**DATA FOR THIS EXERCISE:**
● ● ● ● ● ● ●

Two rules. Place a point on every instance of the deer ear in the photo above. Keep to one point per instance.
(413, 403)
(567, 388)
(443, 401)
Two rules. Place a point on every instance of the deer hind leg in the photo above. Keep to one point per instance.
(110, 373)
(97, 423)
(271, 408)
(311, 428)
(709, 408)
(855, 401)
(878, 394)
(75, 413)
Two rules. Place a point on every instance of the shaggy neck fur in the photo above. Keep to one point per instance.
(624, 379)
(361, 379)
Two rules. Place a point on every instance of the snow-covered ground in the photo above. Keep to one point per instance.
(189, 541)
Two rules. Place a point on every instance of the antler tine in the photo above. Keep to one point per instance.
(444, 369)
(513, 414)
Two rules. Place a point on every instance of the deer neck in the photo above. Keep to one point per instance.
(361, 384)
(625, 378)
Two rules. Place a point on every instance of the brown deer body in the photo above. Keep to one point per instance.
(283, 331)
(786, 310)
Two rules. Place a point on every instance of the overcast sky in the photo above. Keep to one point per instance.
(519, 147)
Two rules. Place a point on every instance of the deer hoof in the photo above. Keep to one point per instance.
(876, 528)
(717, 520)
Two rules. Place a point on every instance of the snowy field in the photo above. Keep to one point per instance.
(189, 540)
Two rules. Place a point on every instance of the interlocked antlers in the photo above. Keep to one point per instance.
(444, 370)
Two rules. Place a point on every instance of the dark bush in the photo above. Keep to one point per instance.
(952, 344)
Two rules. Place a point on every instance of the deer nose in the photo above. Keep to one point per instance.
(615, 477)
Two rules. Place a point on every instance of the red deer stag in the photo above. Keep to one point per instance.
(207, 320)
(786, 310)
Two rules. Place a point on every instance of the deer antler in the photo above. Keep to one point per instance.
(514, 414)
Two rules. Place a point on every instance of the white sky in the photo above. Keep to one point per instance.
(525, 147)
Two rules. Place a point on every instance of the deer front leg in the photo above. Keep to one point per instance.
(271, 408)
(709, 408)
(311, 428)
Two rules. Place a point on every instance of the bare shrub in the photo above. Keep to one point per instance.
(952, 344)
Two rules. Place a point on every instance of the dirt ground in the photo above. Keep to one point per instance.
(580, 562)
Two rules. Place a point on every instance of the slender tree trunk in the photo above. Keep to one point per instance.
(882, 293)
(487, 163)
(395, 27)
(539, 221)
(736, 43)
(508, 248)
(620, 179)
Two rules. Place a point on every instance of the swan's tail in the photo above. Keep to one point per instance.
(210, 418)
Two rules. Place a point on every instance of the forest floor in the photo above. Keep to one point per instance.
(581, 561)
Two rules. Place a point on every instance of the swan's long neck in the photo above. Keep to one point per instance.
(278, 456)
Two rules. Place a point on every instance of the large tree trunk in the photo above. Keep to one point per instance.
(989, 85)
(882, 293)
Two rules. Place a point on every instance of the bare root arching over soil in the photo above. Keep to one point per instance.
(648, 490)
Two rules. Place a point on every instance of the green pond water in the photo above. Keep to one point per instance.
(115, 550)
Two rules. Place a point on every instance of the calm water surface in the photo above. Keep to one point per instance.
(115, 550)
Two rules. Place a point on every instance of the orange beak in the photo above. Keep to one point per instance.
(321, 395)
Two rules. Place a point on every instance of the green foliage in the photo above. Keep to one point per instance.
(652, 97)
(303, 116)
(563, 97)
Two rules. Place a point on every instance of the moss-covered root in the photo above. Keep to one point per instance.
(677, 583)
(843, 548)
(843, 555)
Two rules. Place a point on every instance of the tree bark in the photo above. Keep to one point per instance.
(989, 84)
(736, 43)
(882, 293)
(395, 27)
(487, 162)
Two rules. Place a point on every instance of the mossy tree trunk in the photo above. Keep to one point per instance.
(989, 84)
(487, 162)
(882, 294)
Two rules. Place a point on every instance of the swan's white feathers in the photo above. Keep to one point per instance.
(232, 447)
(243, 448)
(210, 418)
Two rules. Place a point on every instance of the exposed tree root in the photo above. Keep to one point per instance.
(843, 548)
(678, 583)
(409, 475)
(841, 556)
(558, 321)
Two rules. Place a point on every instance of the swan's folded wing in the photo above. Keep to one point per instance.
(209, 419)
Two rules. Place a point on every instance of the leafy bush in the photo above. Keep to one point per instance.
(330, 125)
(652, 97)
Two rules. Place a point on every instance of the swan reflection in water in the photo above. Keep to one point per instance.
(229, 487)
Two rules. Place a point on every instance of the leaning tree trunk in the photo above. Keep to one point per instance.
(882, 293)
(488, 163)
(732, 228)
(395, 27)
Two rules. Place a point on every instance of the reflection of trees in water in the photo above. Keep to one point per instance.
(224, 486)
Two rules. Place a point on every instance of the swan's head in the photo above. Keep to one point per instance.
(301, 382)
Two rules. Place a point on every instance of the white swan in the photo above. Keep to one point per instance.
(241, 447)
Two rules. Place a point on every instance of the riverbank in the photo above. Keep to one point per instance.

● ● ● ● ● ● ●

**STATED GOAL:**
Starting with the line that contains "the swan's folded" and going on through the last line of the entries above, write those lines out as a numbered list, omitting any blank lines.

**RESULT OF THIS EXERCISE:**
1. Two rules. Place a point on every instance of the swan's folded wing in the photo above. Keep to one point per instance.
2. (209, 419)
3. Two rules. Place a point on every instance of the leafy bush in the photo above. Keep to one point per instance.
4. (330, 125)
5. (652, 97)
6. Two rules. Place a point on every instance of the swan reflection in water in the photo above. Keep to one point per instance.
7. (229, 487)
8. Two rules. Place a point on every instance of the leaning tree trunk in the photo above. Keep to one point per instance.
9. (882, 293)
10. (488, 163)
11. (732, 228)
12. (395, 27)
13. Two rules. Place a point on every instance of the reflection of trees in water in the photo above. Keep to one point per instance.
14. (224, 486)
15. Two rules. Place a point on every instance of the swan's head in the photo above. Keep to one point per instance.
16. (301, 382)
17. Two rules. Place a point on every instance of the white swan in the photo above. Keep to one point per instance.
18. (241, 447)
19. Two rules. Place a point on every instance of the riverbank in the photo above. Keep to one point per instance.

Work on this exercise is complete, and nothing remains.